▶ _REQUIREMENTS_:
Which lines in the items below contain the string "dirt"? Report each such line in full, matching case exactly.

▶ _RECORDS FOR THIS TASK_:
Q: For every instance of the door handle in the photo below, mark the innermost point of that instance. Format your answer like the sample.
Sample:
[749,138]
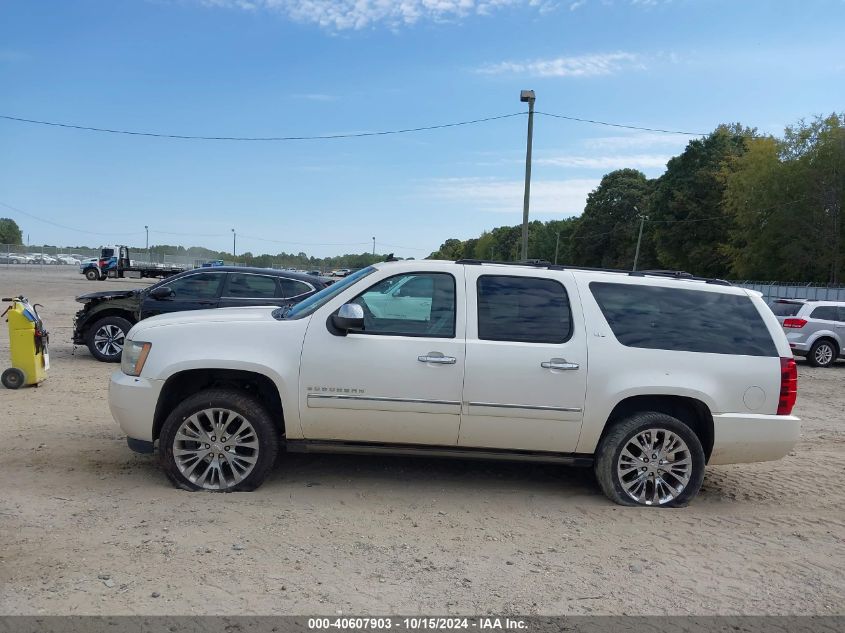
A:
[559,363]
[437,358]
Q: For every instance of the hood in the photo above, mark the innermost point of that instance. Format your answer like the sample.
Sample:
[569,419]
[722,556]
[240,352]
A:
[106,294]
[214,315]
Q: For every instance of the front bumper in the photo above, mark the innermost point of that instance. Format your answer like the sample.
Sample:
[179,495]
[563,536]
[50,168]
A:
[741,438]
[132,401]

---

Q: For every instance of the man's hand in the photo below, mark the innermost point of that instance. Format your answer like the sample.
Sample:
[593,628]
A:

==

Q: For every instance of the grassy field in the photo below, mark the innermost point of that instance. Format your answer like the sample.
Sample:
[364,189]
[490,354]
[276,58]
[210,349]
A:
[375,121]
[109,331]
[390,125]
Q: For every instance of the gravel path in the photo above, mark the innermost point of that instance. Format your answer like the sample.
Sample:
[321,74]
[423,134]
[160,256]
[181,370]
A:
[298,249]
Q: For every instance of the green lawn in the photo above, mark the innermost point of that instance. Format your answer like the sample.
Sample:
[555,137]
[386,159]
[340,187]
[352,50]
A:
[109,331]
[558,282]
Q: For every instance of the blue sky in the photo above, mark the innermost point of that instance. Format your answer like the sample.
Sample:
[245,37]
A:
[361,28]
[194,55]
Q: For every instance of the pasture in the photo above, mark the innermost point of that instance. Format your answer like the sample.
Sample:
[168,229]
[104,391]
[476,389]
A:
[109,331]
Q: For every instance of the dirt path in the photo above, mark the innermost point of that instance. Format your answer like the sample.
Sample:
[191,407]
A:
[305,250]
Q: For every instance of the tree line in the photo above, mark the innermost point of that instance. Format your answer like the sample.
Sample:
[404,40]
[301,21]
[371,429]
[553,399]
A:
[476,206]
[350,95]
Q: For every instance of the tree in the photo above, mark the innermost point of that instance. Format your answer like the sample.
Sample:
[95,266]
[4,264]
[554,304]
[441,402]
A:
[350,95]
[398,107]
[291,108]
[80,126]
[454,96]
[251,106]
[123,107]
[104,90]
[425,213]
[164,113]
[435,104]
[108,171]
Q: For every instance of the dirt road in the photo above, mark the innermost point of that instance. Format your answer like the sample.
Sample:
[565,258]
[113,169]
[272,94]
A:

▶ _COMPLETE ANSWER_:
Q: For every instance of the dirt path in the photo above, mark the innermost point of that instance. Format your answer like the sample.
Q: For every instance of the dirt road in the photo above, mark the innermost point of that instance. Format your answer like the sample.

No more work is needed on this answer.